*Prompt*. Return the whole listing exactly as it stands.

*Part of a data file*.
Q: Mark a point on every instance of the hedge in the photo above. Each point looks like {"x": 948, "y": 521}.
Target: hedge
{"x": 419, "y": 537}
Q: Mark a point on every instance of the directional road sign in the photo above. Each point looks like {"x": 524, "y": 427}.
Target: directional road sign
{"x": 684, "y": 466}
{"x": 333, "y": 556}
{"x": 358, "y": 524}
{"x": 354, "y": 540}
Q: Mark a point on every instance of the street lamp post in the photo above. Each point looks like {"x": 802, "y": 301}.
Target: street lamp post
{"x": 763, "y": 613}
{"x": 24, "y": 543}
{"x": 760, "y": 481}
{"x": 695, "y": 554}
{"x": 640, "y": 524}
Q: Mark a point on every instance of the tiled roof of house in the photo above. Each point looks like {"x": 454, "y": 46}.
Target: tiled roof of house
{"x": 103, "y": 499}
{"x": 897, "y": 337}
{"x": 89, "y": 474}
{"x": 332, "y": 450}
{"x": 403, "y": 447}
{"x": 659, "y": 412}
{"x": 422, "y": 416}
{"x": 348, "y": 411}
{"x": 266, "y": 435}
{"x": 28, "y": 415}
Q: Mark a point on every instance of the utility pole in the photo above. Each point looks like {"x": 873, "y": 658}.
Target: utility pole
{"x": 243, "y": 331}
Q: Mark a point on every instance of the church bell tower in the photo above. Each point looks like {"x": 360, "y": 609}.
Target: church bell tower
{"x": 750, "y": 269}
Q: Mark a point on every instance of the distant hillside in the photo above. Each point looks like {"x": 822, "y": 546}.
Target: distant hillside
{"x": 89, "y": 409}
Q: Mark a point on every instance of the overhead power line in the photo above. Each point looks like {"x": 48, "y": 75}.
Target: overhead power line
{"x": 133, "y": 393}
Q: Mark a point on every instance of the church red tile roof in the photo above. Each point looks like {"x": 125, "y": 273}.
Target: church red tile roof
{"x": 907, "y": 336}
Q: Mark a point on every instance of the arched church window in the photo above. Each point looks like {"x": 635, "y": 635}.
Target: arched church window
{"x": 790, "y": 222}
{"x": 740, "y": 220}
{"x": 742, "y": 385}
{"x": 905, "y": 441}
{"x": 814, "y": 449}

*Response to this task*.
Q: Mark a point on every instance of the hedge in the photo above. Each point looks like {"x": 948, "y": 521}.
Target: hedge
{"x": 419, "y": 537}
Q: Mark a point on every instance of the directional road sign in the photo above. Each point looks like {"x": 524, "y": 427}.
Target: directional road sign
{"x": 684, "y": 466}
{"x": 333, "y": 556}
{"x": 358, "y": 524}
{"x": 354, "y": 540}
Q: Mark a point on every instance of the street lamp post in the photo above. Each point looks like {"x": 802, "y": 301}.
Target: street lamp post
{"x": 763, "y": 613}
{"x": 24, "y": 543}
{"x": 760, "y": 481}
{"x": 695, "y": 554}
{"x": 640, "y": 524}
Q: Mark a point on every instance of the tiled roof of house in the photo above. Each point looks like {"x": 454, "y": 46}.
Target: tiled roof of house
{"x": 103, "y": 499}
{"x": 897, "y": 337}
{"x": 89, "y": 474}
{"x": 332, "y": 450}
{"x": 403, "y": 447}
{"x": 659, "y": 412}
{"x": 422, "y": 416}
{"x": 348, "y": 411}
{"x": 266, "y": 435}
{"x": 28, "y": 415}
Q: Mark a point on every instance of the utility pole in the photo above. Each point looks like {"x": 873, "y": 658}.
Target: utility pole
{"x": 243, "y": 331}
Q: Mark a point on every instance of the church bell tower in the photo above. Each point looks like {"x": 360, "y": 609}.
Target: church bell tower
{"x": 750, "y": 269}
Q: Mark a point on every instance of the distant hillside in the photo above. Each point looks like {"x": 822, "y": 546}.
Target: distant hillside
{"x": 89, "y": 409}
Q: Mark a point on every instance of the overhead power line in the photo above. Each point looks like {"x": 48, "y": 75}.
Target: overhead power line
{"x": 133, "y": 393}
Q: Mark a point on every instance of the church red tile roof in the photo above. Each point looks like {"x": 125, "y": 273}.
Target: church red tile roof
{"x": 907, "y": 336}
Q: Mark a point on every instance of the arched church window in the photo above. Each point looks like {"x": 635, "y": 635}.
Target: arched church window
{"x": 790, "y": 222}
{"x": 740, "y": 220}
{"x": 742, "y": 385}
{"x": 905, "y": 441}
{"x": 814, "y": 449}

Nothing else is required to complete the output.